[DATA]
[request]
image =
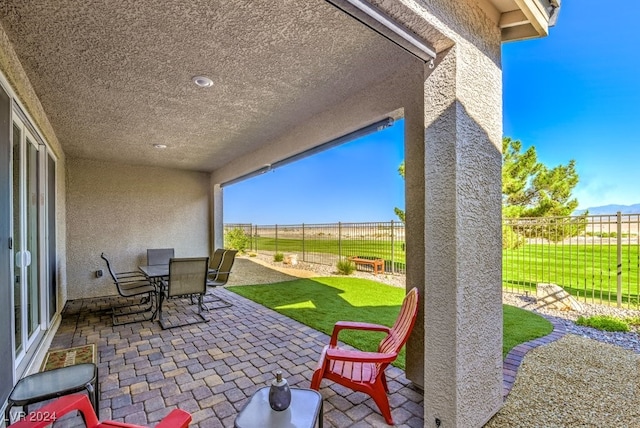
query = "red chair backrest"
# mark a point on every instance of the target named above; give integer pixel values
(403, 325)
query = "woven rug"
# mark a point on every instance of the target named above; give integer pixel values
(69, 357)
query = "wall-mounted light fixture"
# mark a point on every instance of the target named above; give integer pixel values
(202, 81)
(378, 21)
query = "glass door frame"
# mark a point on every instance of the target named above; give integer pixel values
(30, 332)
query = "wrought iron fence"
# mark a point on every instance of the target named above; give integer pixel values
(595, 258)
(328, 243)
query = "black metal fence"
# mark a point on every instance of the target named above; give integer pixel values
(328, 243)
(595, 258)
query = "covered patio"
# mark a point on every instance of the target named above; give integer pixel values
(122, 122)
(211, 369)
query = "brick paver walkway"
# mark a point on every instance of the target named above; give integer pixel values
(210, 369)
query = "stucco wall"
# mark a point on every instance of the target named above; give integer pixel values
(124, 209)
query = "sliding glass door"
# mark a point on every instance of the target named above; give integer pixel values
(26, 240)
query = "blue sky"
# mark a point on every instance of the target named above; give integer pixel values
(572, 95)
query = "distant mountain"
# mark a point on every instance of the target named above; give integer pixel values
(611, 209)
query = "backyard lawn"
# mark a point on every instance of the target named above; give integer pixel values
(584, 271)
(320, 302)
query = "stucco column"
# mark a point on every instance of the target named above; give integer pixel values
(217, 220)
(462, 240)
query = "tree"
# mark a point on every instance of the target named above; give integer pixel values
(398, 211)
(531, 189)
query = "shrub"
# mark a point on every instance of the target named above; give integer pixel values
(237, 239)
(604, 322)
(633, 321)
(345, 267)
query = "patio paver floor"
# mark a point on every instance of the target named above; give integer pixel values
(211, 369)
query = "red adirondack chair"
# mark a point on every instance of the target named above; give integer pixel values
(364, 371)
(45, 416)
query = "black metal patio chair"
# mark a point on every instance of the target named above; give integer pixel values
(218, 279)
(187, 278)
(132, 285)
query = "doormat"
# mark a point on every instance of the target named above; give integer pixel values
(69, 357)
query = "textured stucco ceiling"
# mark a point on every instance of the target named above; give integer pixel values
(115, 76)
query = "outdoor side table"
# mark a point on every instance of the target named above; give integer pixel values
(305, 410)
(55, 383)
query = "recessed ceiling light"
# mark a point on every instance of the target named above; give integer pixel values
(202, 81)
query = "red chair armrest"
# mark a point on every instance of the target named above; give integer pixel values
(48, 414)
(350, 325)
(178, 418)
(359, 356)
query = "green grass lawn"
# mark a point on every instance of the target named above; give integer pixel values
(320, 302)
(586, 271)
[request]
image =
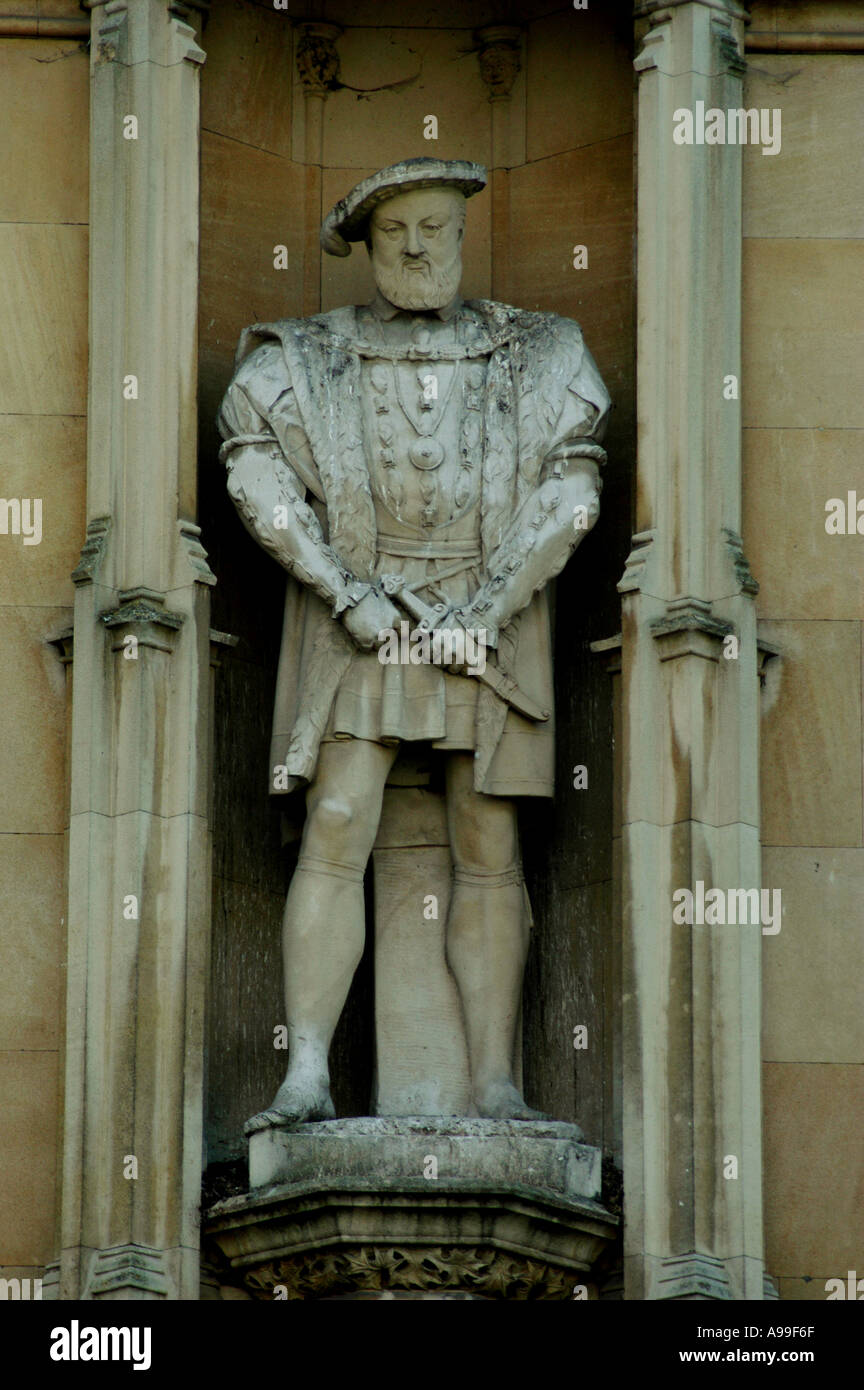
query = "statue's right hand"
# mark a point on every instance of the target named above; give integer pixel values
(370, 619)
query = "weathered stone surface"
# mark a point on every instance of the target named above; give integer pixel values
(511, 1214)
(386, 1150)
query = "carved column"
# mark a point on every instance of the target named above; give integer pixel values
(317, 64)
(691, 717)
(139, 852)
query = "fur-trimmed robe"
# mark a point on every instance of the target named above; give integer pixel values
(536, 360)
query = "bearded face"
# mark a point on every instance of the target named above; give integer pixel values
(417, 248)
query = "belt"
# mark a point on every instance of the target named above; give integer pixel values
(466, 553)
(428, 549)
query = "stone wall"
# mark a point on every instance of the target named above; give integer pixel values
(803, 414)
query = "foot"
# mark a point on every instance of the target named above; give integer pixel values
(293, 1104)
(502, 1101)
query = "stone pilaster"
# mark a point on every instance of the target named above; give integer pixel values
(692, 1114)
(139, 851)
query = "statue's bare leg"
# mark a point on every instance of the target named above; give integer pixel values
(486, 936)
(324, 926)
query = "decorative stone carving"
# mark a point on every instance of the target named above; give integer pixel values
(416, 464)
(513, 1211)
(317, 57)
(422, 1268)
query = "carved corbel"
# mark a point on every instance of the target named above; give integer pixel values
(499, 54)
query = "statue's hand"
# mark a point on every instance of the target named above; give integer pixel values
(368, 619)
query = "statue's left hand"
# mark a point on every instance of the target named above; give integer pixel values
(370, 619)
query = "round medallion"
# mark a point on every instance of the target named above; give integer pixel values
(427, 453)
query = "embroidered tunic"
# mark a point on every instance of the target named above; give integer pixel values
(439, 424)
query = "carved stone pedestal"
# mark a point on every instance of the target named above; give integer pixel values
(416, 1205)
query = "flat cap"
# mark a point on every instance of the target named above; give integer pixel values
(347, 220)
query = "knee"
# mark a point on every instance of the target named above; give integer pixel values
(485, 844)
(336, 829)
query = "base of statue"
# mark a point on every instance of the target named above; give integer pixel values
(417, 1207)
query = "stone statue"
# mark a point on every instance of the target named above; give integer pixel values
(428, 462)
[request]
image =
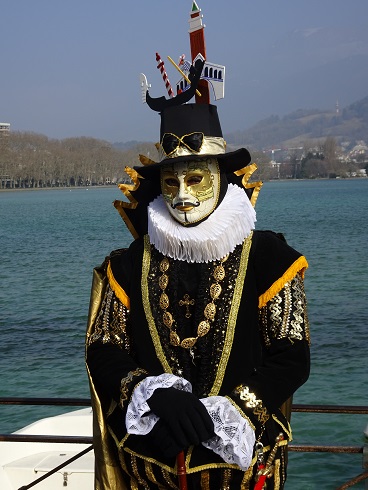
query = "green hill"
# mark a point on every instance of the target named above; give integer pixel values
(347, 125)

[WORK INSTRUCTION]
Looking at the material above, count the lines that hold "green" and give the total alone.

[RESULT OF THE EXERCISE]
2